For years, the noted energy economist and climate change expert Mark Jaccard asked students in his graduate seminar about which would be the best alternatives for addressing climate change: using renewables, promoting energy efficiency, expanding nuclear power, carbon capture and so on. His students usually replied that only renewables and energy efficiency were real options.
The Simon Fraser University professor would then ask them to make arguments for other options but, as he recounted in his 2020 book, The Citizen’s Guide to Climate Success, most of his environmentally minded students did a poor job of it, especially at first. Their strong beliefs about what the answer should be got in the way of looking for it.
On Tuesday, we saw a political version of this rigid reasoning when four MPs from four different parties held a press conference to warn the country against nuclear power. The Liberal government has included nuclear in the hefty investment incentives available for clean energy, and they don’t like it.
The four – Green Party Leader Elizabeth May; Liberal Jenica Atwin; Bloc Québécois MP Mario Simard; and New Democrat Alexandre Boulerice – are all advocates for action on climate change.

▸ **Recorded information**
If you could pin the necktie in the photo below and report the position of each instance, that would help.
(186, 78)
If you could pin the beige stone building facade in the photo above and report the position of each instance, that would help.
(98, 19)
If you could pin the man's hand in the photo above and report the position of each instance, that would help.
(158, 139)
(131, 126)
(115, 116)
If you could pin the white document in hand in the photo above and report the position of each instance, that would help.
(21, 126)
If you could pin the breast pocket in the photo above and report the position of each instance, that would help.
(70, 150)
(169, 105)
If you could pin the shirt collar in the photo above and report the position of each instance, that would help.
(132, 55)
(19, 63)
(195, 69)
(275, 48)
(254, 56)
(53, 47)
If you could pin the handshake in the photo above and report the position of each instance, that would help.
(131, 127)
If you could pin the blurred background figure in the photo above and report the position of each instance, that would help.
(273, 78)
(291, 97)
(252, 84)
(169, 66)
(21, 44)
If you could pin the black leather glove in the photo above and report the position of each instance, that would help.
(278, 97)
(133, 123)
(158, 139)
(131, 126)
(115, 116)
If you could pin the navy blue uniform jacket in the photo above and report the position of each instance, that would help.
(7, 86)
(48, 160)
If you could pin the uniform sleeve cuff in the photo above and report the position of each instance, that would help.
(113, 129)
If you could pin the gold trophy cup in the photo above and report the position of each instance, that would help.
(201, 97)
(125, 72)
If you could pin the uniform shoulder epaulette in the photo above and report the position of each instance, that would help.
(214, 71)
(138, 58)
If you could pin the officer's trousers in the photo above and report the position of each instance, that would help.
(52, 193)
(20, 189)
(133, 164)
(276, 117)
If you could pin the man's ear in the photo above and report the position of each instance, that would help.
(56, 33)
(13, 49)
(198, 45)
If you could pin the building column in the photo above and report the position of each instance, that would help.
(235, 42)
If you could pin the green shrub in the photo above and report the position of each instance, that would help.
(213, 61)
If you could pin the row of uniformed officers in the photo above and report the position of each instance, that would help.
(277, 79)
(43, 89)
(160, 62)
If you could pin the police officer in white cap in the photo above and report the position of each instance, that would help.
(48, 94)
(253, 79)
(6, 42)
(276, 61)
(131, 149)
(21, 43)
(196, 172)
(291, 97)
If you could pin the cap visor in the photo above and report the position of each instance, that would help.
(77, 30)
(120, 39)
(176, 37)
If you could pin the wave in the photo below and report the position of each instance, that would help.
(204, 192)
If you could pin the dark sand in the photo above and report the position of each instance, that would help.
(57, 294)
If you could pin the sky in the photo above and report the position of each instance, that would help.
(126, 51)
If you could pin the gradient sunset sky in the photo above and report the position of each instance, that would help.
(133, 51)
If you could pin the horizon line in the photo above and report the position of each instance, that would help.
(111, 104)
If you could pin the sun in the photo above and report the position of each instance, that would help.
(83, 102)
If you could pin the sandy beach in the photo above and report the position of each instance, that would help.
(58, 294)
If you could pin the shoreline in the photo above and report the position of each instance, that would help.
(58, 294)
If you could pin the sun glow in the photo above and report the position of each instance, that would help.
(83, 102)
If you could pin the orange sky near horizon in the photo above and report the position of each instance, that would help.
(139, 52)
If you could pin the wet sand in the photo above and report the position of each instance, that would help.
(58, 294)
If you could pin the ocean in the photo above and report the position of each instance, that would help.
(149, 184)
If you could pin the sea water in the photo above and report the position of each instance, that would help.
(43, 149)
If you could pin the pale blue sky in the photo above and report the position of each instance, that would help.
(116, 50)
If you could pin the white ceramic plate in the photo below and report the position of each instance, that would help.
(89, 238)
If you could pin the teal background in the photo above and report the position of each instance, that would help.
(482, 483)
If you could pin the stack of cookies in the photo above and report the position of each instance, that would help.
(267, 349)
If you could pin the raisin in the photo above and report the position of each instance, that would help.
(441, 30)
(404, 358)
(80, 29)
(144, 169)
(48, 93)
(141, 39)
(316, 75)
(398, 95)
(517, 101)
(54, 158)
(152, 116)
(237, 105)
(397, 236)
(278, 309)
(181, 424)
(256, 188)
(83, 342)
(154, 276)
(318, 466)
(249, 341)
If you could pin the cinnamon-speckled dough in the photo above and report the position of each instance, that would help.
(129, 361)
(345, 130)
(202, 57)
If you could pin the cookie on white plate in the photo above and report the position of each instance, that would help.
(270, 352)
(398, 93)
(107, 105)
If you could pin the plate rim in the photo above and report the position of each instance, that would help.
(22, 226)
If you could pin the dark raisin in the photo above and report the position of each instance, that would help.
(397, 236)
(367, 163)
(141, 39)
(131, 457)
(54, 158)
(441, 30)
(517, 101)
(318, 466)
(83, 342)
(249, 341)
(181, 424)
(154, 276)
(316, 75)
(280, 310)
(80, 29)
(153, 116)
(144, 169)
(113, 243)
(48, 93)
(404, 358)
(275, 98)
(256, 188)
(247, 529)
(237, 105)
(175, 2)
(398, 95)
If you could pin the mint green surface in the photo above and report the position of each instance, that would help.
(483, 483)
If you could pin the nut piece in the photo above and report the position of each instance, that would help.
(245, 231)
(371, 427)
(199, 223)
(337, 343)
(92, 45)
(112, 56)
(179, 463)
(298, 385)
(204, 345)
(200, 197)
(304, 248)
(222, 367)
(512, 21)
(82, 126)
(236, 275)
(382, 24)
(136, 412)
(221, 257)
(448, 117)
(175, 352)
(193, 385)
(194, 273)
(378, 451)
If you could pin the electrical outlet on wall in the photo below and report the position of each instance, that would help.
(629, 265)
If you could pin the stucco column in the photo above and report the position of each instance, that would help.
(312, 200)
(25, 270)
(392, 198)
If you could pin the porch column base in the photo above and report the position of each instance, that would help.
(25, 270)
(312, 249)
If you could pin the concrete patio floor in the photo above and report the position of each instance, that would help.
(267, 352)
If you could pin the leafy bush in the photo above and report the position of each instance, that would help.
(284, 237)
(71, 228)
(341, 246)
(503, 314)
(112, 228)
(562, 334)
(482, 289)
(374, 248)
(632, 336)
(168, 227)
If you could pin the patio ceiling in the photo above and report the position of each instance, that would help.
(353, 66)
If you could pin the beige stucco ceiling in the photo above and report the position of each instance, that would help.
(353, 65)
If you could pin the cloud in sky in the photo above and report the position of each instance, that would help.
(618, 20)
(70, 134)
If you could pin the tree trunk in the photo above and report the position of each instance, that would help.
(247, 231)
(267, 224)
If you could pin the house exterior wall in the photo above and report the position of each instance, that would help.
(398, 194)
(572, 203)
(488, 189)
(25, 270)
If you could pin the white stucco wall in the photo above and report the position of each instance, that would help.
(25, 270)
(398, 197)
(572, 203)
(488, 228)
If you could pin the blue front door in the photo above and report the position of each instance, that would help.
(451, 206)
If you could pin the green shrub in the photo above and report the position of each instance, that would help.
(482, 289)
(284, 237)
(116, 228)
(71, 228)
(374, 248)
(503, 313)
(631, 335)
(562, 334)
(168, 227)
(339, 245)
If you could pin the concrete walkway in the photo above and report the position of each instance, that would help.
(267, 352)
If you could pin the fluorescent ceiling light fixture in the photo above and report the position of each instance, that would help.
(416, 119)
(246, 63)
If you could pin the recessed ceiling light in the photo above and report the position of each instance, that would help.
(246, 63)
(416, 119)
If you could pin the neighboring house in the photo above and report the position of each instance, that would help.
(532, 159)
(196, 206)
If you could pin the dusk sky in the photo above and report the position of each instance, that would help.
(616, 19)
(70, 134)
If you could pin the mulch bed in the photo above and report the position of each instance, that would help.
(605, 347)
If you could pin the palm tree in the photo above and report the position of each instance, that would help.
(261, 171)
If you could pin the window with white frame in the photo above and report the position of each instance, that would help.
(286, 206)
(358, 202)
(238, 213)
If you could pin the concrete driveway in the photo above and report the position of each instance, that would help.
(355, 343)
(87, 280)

▸ **Required work**
Write out the stretch of the text on nuclear power from "The four – Green" through "on climate change.". The entries come from a different source than the text on nuclear power.

▸ **Finished exercise**
The four – Green Party Leader Elizabeth May; Liberal Jenica Atwin; Bloc Québécois MP Mario Simard; and New Democrat Alexandre Boulerice – are all advocates for action on climate change.